YOUR TASK: In the entries running from the line containing "provide the segmentation of yellow" through the end of the entries, swap "white cloud" for "gray cloud" and reproduce only those lines with everything else unchanged.

START EXERCISE MATERIALS

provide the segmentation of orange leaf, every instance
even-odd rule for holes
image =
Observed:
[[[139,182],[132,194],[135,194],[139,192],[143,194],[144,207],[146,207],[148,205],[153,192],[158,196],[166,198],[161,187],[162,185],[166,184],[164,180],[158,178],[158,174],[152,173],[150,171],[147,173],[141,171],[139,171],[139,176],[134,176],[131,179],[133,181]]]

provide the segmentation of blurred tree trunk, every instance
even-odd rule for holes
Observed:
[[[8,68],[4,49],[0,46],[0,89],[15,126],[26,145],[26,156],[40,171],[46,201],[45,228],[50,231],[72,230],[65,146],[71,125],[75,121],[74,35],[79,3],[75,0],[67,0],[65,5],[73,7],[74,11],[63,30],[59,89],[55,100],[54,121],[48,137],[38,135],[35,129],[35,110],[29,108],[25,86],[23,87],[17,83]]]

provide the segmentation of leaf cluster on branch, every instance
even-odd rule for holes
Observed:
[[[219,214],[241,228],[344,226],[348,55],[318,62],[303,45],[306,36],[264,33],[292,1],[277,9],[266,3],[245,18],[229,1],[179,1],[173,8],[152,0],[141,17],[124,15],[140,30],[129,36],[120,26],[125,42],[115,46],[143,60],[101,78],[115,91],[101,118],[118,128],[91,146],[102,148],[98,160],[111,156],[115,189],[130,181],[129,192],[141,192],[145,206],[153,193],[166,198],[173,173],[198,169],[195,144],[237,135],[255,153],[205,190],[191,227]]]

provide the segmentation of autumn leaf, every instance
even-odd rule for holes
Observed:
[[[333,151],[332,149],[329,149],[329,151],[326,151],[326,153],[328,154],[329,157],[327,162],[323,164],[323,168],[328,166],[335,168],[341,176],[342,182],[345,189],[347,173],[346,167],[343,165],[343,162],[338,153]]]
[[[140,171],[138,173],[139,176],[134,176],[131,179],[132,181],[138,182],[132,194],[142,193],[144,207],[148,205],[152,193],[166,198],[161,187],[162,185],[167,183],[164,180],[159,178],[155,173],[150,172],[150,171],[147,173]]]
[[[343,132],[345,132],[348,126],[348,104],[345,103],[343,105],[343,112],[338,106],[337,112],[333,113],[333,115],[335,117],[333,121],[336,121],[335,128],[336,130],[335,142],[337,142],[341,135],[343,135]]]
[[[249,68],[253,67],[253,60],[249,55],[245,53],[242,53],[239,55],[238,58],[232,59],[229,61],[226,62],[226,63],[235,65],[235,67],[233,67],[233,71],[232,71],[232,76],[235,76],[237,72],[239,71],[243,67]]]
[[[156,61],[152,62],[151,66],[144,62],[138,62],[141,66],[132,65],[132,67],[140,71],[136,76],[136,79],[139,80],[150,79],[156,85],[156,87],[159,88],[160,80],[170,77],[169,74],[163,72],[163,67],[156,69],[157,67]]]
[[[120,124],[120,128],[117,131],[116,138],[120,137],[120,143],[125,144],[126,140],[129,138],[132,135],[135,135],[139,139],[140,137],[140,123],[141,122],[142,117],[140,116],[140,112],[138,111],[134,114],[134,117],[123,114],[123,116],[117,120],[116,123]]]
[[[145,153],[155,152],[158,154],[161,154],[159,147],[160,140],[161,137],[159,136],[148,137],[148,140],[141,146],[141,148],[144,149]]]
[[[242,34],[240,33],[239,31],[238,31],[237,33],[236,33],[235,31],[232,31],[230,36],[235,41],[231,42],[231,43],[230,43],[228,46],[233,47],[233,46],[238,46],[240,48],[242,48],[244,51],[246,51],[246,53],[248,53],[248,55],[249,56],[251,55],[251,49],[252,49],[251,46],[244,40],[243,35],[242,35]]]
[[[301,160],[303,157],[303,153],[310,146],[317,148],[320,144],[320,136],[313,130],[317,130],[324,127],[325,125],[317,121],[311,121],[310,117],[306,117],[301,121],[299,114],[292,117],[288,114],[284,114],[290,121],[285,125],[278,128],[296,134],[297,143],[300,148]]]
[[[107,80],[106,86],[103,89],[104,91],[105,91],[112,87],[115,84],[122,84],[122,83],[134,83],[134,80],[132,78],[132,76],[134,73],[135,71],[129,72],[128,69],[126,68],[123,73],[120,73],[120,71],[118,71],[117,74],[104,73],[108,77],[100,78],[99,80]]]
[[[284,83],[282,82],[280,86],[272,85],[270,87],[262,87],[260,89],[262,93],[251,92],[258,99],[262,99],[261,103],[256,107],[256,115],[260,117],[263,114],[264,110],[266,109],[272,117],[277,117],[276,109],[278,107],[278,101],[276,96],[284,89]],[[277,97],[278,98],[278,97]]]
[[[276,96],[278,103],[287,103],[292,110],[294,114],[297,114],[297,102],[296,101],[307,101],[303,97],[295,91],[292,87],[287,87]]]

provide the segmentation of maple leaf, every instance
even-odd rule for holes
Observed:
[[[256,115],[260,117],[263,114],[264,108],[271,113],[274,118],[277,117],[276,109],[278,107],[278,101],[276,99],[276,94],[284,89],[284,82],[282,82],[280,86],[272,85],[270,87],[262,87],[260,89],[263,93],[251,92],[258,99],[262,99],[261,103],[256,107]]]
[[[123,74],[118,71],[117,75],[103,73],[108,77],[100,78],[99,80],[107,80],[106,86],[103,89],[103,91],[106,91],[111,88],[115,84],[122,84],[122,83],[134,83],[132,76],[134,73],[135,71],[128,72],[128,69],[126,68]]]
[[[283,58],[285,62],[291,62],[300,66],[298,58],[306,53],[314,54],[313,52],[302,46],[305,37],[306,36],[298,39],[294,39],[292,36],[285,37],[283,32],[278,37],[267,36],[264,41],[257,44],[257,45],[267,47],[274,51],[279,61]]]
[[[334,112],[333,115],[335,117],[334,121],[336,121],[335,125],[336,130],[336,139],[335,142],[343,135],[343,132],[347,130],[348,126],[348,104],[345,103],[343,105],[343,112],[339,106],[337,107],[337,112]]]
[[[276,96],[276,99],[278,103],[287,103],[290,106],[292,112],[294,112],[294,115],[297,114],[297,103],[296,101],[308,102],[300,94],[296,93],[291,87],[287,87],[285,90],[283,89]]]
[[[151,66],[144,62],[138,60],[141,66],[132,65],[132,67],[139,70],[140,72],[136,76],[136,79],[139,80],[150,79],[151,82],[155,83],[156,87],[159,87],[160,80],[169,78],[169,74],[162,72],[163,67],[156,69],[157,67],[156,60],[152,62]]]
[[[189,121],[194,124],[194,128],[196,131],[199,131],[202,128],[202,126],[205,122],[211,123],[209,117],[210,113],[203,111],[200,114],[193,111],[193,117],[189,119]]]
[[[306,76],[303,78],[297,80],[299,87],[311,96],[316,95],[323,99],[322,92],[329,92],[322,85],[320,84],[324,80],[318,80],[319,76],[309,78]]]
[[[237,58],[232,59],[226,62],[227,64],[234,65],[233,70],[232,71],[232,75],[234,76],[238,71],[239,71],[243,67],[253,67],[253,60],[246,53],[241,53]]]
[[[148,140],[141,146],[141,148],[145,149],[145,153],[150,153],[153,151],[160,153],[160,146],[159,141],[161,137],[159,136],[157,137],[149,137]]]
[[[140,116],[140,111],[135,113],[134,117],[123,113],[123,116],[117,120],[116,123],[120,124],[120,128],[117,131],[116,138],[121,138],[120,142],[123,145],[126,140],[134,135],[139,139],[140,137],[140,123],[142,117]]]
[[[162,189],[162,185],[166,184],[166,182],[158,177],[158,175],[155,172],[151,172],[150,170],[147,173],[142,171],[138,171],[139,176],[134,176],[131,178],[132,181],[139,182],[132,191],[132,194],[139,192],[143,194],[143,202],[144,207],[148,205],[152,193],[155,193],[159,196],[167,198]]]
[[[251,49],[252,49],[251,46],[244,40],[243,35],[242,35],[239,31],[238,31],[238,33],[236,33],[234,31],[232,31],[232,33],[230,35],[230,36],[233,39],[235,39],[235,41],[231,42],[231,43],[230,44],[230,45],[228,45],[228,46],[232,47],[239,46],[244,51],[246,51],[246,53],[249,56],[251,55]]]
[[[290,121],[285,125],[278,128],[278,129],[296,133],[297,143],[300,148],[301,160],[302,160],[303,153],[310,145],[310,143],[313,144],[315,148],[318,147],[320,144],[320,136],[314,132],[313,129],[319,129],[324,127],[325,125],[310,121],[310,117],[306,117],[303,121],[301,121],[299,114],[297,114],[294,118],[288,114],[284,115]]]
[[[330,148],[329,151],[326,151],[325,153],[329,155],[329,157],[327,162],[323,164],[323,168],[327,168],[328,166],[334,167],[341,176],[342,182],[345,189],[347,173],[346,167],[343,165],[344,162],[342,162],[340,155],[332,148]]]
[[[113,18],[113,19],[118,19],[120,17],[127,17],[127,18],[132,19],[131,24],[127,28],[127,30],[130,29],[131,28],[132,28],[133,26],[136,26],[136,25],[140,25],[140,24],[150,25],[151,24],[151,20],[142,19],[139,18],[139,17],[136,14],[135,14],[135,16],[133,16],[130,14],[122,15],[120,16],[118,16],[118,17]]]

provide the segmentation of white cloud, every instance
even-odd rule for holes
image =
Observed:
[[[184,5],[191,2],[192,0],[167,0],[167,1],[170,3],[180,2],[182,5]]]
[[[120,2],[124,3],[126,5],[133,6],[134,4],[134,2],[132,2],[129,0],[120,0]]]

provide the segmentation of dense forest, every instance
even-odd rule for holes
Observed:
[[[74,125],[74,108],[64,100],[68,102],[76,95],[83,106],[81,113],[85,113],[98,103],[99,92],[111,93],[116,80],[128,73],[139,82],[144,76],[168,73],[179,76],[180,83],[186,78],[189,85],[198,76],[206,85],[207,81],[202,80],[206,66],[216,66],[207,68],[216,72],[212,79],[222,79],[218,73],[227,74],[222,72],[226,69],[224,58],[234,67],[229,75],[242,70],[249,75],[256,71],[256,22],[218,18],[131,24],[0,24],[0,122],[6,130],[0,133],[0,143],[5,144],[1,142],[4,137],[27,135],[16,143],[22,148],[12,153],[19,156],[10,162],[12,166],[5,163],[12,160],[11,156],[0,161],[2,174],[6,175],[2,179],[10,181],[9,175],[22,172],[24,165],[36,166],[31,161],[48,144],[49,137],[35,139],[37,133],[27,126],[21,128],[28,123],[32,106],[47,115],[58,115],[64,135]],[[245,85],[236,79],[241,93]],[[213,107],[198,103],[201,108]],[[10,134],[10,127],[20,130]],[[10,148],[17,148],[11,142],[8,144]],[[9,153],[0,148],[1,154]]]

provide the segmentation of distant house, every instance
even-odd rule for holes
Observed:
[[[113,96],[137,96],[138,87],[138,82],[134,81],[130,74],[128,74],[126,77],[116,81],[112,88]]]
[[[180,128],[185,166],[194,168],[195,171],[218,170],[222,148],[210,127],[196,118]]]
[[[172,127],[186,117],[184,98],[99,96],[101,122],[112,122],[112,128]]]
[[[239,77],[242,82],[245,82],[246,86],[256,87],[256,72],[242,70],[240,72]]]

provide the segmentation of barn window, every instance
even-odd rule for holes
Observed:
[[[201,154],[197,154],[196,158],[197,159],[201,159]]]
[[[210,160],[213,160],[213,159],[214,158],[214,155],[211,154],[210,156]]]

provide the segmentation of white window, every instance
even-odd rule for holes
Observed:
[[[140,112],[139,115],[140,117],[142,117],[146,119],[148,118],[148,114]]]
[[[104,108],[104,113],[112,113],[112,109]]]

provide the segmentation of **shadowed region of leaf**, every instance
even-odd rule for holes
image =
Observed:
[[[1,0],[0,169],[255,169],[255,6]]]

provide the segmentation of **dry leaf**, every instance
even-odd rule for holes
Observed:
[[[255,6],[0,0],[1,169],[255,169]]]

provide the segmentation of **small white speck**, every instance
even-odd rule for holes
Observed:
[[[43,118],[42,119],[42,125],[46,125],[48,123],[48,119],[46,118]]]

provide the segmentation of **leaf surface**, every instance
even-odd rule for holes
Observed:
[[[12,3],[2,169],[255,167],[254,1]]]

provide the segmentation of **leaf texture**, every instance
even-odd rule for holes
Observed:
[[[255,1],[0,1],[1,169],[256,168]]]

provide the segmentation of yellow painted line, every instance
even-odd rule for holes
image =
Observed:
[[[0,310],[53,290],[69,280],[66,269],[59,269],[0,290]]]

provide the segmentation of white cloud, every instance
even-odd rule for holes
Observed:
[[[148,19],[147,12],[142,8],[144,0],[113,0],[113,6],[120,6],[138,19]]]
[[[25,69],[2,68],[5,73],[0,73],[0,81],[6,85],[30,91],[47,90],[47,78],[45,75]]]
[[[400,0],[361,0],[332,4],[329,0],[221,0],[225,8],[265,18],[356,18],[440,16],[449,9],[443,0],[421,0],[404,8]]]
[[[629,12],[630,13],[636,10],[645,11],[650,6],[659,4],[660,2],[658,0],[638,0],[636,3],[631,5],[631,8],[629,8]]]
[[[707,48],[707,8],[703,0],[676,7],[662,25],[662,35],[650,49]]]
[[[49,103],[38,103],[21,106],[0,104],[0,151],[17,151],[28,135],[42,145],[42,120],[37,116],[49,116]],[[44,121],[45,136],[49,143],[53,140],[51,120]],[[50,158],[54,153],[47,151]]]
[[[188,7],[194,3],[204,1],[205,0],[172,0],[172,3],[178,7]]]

END EXERCISE MATERIALS

ANSWER TO THIS TASK:
provide the segmentation of yellow painted line, every instance
even-odd rule for holes
image =
Observed:
[[[0,310],[53,290],[69,280],[66,269],[59,269],[0,290]]]

provide the segmentation of gray cloud, every instance
even-odd rule for holes
Observed:
[[[148,19],[147,12],[142,8],[144,0],[113,0],[113,6],[120,6],[138,19]]]
[[[25,69],[2,68],[5,73],[0,73],[0,81],[6,85],[30,91],[47,90],[47,78],[45,75]]]
[[[400,0],[361,0],[332,4],[329,0],[221,0],[225,8],[265,18],[356,18],[440,16],[449,9],[443,0],[421,0],[404,8]]]
[[[629,12],[630,13],[636,10],[645,11],[650,6],[659,4],[660,2],[658,0],[638,0],[636,3],[631,5],[631,8],[629,8]]]
[[[707,48],[707,8],[703,0],[676,7],[662,25],[662,35],[650,49]]]
[[[49,103],[38,103],[21,106],[0,104],[0,151],[17,151],[28,135],[42,145],[42,120],[37,116],[49,116]],[[44,121],[45,136],[49,143],[53,140],[51,120]],[[50,158],[54,153],[47,151]]]
[[[188,7],[194,3],[204,1],[205,0],[172,0],[172,3],[178,7]]]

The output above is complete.